- [Brief]
Find and copy each line in the material below where the string "falcon" occurs.
########
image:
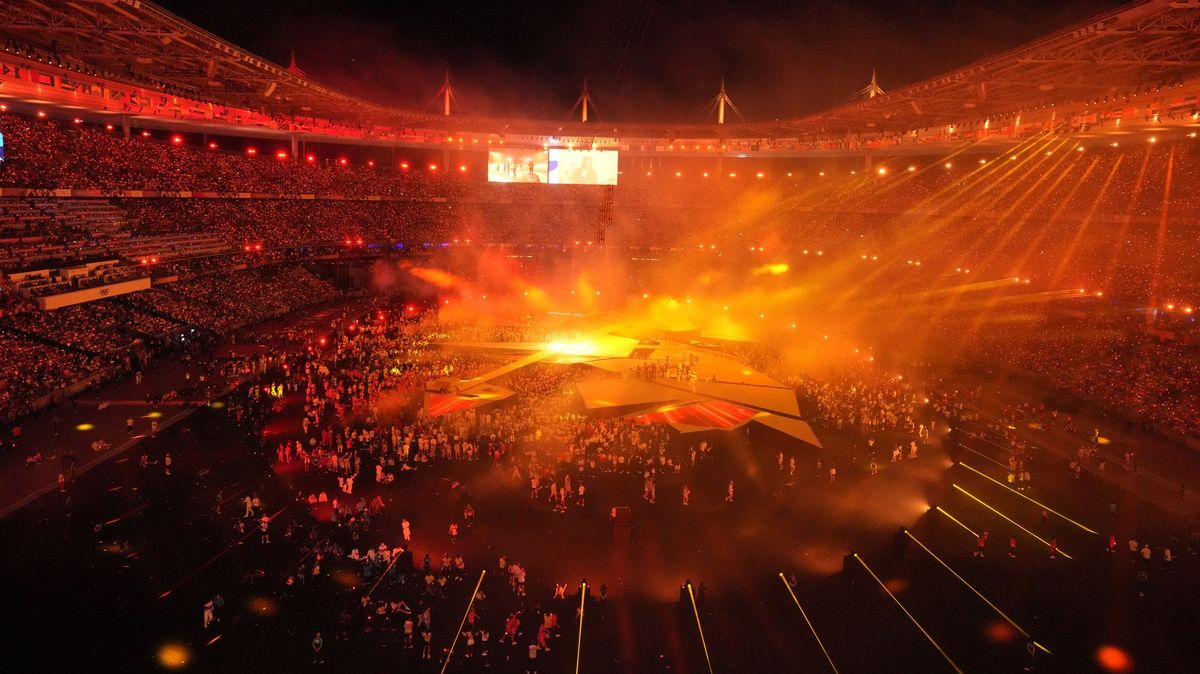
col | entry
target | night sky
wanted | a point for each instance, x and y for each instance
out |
(648, 60)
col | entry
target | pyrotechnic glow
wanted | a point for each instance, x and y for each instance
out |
(174, 655)
(1114, 659)
(573, 348)
(773, 269)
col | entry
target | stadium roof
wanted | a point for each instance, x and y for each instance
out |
(1139, 49)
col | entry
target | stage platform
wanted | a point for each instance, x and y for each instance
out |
(712, 391)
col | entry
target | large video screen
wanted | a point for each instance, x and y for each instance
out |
(517, 164)
(582, 167)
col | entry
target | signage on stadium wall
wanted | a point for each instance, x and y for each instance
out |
(93, 294)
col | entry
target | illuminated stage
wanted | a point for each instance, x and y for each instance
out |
(669, 379)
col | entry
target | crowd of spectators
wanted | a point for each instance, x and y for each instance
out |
(49, 350)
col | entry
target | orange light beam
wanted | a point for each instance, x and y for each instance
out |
(579, 643)
(978, 594)
(811, 629)
(455, 641)
(1009, 519)
(1048, 509)
(701, 627)
(936, 645)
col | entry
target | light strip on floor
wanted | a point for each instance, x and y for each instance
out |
(1011, 521)
(936, 645)
(1048, 509)
(811, 629)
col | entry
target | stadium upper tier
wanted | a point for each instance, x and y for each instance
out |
(1135, 66)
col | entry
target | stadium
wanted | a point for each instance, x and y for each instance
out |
(303, 372)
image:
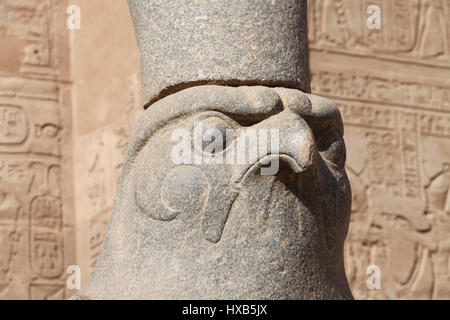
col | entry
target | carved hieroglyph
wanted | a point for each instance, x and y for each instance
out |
(36, 230)
(393, 89)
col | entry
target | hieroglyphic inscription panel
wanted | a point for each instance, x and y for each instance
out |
(393, 88)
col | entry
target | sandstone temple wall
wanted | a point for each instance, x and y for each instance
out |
(69, 98)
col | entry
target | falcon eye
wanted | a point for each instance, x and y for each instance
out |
(215, 134)
(332, 148)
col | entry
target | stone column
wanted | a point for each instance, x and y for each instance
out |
(234, 185)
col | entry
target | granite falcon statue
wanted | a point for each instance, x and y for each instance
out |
(224, 230)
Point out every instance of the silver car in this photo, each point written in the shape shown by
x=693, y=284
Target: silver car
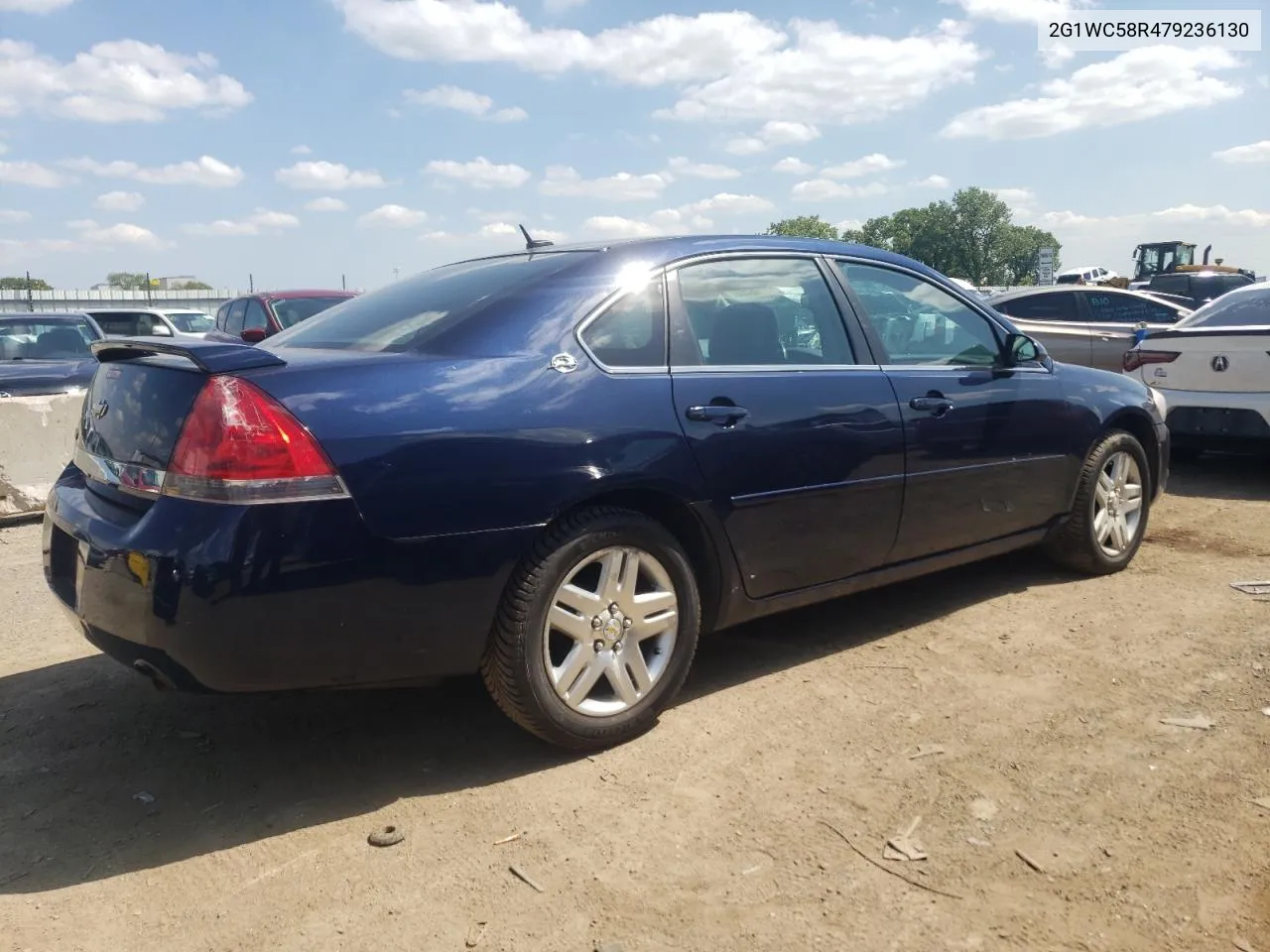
x=1086, y=325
########
- [Solution to this exercise]
target | falcon eye
target | granite falcon statue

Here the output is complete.